Fed buying $300B in Treasurys
Central bank also announces it will buy another $750B in mortgage bonds as it tries to get credit flowing again.
NEW YORK (CNNMoney.com) -- The Federal Reserve announced Wednesday it would buy $300 billion of long-term Treasurys over the next six months in order to try and get credit flowing more freely again.
The Fed also announced plans to buy an additional $750 billion in mortgage-backed securities, a move designed to lower mortgage rates.
The Fed suggested it was planning to buy Treasurys in statements issued after the two previous meetings of the Federal Open Market Committee, the policymaking committee of the Fed that sets interest rates. So Wednesday's announcement, which came at the conclusion of the FOMC's latest meeting, was not a major surprise.
Still, stocks turned higher on the news. Bond prices also surged, causing yields on longer-term Treasurys to fall sharply. The rate on the 10-year note fell about 0.3 percentage points immediately after the news to about 2.6%, while the yield on the 30-year note also fell 0.3 percentage points to around 3.6%.(Bond prices and rates move in opposite directions.)
The Fed also left interest rates unchanged at a range of 0% to 0.25%. Interest rates have been near zero since December.
"The message to the financial market is that the central bank is willing to do whatever it takes to stabilize the market," said Sung Won Sohn, economics professor at Cal State Channel Islands.
Sohn said the programs announced Wednesday show that the Fed "has plenty of ammunition even though interest rates are near zero."
The rally in stocks came even as the Fed warned in its statement that the U.S. economy has gotten worse since its last meeting in January. The central bank pointed to further job losses, declines in the value of stocks and homes, tight credit conditions and weak consumer sentiment and spending.
While the government reported the biggest jump in its key inflation reading earlier in the day Wednesday, the Fed said in its statement it believes that inflation would remain "subdued."
Instead, the Fed expressed more concern about deflation, in which falling prices lead businesses to further cut their output and employment. In its statement, the Fed said it "sees some risk that inflation could persist for a time below rates that best foster economic growth and price stability in the longer term."
The Fed's decision to buy Treasurys and more mortgages has the potential of leading to inflation down the road by significantly increasing the money supply. The Fed is essentially printing money to buy these bonds and securities, rather than drawing on tax dollars.

■ Questions
• A. Set down the passage of the Fed article that begins at the words "The Fed also announced" and stops after "in opposite directions.)".
• B. Condense the paragraph of the Fed article that opens with "Still, stocks turned higher on the news" into a single shorter sentence that keeps its main facts.
• C. According to the Fed article, at what range did the Fed leave interest rates?
The entries that come after the Fed article are separate material.

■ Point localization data
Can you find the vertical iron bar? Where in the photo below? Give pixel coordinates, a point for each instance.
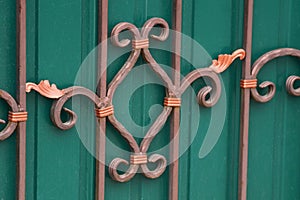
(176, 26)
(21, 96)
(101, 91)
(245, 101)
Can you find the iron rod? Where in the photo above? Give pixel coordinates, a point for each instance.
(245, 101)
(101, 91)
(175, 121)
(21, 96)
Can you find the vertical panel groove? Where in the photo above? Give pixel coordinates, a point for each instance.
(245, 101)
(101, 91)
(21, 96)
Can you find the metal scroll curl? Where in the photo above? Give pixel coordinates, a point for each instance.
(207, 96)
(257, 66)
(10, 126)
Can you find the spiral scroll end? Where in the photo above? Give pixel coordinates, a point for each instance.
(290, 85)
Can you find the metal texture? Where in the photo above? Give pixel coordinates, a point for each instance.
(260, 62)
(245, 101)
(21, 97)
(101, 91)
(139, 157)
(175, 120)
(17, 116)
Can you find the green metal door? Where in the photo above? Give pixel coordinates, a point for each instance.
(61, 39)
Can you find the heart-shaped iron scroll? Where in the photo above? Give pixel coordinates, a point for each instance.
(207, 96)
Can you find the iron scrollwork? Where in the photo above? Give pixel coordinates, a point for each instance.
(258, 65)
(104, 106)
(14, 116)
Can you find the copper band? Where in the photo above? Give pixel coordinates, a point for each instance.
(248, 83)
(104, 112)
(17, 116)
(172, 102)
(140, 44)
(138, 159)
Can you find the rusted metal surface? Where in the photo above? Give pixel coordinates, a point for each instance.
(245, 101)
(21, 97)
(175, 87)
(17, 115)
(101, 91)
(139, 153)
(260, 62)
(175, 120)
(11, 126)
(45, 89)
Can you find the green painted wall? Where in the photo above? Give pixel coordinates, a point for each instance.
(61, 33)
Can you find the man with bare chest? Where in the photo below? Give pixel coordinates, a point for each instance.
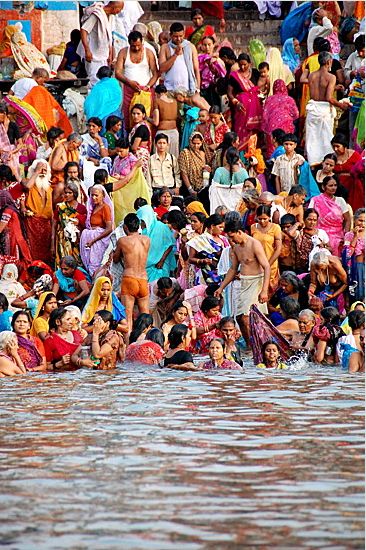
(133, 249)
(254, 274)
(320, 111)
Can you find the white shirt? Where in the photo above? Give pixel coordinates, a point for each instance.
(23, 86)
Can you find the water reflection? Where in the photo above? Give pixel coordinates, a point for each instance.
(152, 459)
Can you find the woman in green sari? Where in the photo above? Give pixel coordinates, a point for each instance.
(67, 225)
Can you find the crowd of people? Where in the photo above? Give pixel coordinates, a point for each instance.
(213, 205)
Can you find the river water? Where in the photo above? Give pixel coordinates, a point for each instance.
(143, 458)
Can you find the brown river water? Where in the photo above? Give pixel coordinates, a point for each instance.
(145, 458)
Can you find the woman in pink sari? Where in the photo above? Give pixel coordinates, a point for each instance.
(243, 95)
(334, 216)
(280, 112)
* * *
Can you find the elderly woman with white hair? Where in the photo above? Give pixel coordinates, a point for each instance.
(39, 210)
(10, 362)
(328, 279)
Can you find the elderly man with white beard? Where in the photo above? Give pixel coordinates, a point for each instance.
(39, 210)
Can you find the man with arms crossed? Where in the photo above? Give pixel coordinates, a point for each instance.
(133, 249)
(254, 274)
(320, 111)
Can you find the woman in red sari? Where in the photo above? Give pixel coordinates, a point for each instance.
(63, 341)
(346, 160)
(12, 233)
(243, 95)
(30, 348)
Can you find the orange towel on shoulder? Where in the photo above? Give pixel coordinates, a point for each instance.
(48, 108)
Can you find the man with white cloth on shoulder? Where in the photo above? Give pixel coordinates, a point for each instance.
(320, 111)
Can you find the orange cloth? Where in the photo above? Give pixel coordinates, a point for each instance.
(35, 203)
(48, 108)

■ Solutions to the problems
• A.
The Fed also announced plans to buy an additional $750 billion in mortgage-backed securities, a move designed to lower mortgage rates.
The Fed suggested it was planning to buy Treasurys in statements issued after the two previous meetings of the Federal Open Market Committee, the policymaking committee of the Fed that sets interest rates. So Wednesday's announcement, which came at the conclusion of the FOMC's latest meeting, was not a major surprise.
Still, stocks turned higher on the news. Bond prices also surged, causing yields on longer-term Treasurys to fall sharply. The rate on the 10-year note fell about 0.3 percentage points immediately after the news to about 2.6%, while the yield on the 30-year note also fell 0.3 percentage points to around 3.6%.(Bond prices and rates move in opposite directions.)

• B. Stocks rose and bond prices surged after the news, pushing the 10-year note's yield down about 0.3 percentage points to about 2.6% and the 30-year note's yield down 0.3 percentage points to around 3.6%, since bond prices and rates move in opposite directions.

• C. 0% to 0.25%.